*** Text under study ***
It’s been nearly a year since I’ve published a piece on this blog and honestly, I’m getting hot flashes of anxiety as I type out this first sentence. I feel like a fallen child star clawing her way back to relevancy, praying that you’ll take me back. It’s my first time in a long time, so remember, please be gentle.
My friends and I ventured off to France and Spain for 2 weeks this month, hoping to Eat, Pray and Love — but really just the eating part as none of us have stepped foot in a church in years; my travel gal pals have boyfriends and I’ve wholeheartedly embraced singlehood, as evidenced by my perpetually prickly legs. So when the EU (European Universe) decided to present me with all three, I wasn’t quite prepared.
While I can write endless sonnets about the crêpes and croquetas and tell you about the breathtaking views of the côte d’azur that make me believe there must be some world beyond this one, I know most of y’all like to hear about matters of the heart. And luckily today, I am happy to divulge.
I’ve found that Vacation Erin and Pharmacy School Erin are quite different. A vacation version of me would do something like make out with a Swiss sailor at a Parisian bar (cannot confirm nor deny) while the latter would stop and realize that Switzerland is landlocked and that SwissHottie25 is a loser who sails around on a lake. Though Pharmacy Erin will blog about throwing caution to the wind, believing in love and never settling for less, admittedly it’s difficult to practice what you preach.
I try to be candid in my writing and while I don’t like when my friends try to connect every sentence to my life, every piece of writing is inspired by something or someone. And seeing how I usually write about dating and relationships, I couldn’t write honestly unless my messages were along the lines of, “Give up now ladies, your prince got lost at the strip club and ain’t coming home.” Needless to say, after a string of uninspiring first dates, I was getting cynical and my writing was becoming unreadable. (Really, I have 2 unpublished articles in my queue that are insufferable and are set to be published 100 years postmortem).
*** End of Text under study ***
*** Given records ***
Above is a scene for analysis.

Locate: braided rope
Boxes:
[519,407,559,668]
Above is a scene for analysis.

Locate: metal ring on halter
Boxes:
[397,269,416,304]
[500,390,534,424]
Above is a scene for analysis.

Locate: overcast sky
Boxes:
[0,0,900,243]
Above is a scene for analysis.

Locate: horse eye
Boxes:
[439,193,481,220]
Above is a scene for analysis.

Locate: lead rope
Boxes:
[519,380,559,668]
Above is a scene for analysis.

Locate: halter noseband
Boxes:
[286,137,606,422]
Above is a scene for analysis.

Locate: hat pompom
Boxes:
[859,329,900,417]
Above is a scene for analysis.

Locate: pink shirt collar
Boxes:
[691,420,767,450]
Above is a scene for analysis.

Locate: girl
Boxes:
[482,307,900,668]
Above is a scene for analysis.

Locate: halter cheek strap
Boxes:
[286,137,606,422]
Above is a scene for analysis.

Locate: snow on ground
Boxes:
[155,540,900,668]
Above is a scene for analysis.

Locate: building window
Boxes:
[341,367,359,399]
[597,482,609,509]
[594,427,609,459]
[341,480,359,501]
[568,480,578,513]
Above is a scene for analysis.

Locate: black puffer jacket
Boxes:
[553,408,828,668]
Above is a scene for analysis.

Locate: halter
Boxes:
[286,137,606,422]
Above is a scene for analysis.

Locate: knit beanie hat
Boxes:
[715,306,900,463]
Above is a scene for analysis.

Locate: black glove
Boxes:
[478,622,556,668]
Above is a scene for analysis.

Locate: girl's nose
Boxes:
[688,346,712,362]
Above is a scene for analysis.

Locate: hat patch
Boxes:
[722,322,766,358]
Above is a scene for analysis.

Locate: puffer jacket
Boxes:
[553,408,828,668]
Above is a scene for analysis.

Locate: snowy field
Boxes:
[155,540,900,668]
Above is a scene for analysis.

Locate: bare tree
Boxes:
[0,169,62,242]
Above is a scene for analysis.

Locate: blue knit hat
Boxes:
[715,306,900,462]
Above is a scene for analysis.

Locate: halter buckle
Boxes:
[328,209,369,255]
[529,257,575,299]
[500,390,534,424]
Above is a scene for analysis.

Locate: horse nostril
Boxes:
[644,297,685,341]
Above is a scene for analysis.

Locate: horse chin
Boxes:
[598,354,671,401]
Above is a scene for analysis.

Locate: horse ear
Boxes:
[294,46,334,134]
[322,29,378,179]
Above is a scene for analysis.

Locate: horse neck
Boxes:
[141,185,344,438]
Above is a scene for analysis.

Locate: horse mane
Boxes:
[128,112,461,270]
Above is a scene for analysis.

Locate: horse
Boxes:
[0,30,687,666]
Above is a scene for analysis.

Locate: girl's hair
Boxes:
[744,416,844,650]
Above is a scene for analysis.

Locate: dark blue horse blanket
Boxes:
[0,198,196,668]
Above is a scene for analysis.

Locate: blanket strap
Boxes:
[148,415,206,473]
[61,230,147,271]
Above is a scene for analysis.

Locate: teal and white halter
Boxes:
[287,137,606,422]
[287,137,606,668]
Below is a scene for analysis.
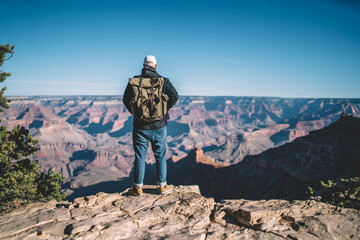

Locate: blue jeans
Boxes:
[133,127,167,187]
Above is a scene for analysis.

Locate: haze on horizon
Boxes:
[0,0,360,98]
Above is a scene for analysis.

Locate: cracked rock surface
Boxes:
[0,186,360,240]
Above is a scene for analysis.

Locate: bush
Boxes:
[308,177,360,209]
[0,44,65,212]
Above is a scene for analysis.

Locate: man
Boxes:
[123,55,179,196]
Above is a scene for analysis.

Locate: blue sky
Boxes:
[0,0,360,98]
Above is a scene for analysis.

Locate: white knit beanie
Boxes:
[144,55,156,67]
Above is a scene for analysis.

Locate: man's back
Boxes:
[123,55,179,196]
[123,66,179,130]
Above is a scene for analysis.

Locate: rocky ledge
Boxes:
[0,186,360,240]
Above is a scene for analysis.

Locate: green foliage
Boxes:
[0,44,65,212]
[307,177,360,209]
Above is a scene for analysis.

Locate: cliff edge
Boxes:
[0,186,360,240]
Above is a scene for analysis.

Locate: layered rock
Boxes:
[0,186,360,240]
[0,96,360,199]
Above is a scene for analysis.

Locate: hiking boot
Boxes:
[159,184,174,194]
[128,186,143,196]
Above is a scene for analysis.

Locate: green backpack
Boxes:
[129,77,169,122]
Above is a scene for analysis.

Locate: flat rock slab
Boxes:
[0,186,360,240]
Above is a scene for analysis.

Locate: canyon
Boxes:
[0,96,360,199]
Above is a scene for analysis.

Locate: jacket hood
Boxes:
[141,66,161,78]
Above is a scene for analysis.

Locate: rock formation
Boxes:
[168,115,360,200]
[0,186,360,240]
[0,96,360,199]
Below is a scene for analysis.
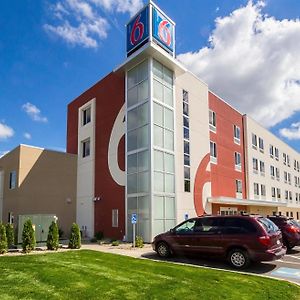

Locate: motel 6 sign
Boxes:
[127,3,175,56]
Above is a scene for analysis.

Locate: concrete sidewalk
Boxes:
[81,243,155,258]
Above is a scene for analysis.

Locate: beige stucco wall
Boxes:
[247,206,277,217]
[0,145,77,234]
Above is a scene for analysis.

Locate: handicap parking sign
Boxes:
[131,214,137,224]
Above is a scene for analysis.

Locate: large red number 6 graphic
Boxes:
[130,15,144,45]
[158,20,171,47]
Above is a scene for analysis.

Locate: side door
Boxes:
[222,217,257,253]
[171,219,196,253]
[192,217,223,255]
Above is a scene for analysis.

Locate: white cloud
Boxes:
*** End of Given records ***
**What needs to be done:**
Please answer these questions about the blog post on the trip to France and Spain.
(a) How long did the trip to France and Spain last?
(b) Which country does Pharmacy School Erin realize is landlocked?
(c) How many unpublished articles does the writer have in the queue?

**Answer area:**
(a) 2 weeks
(b) Switzerland
(c) 2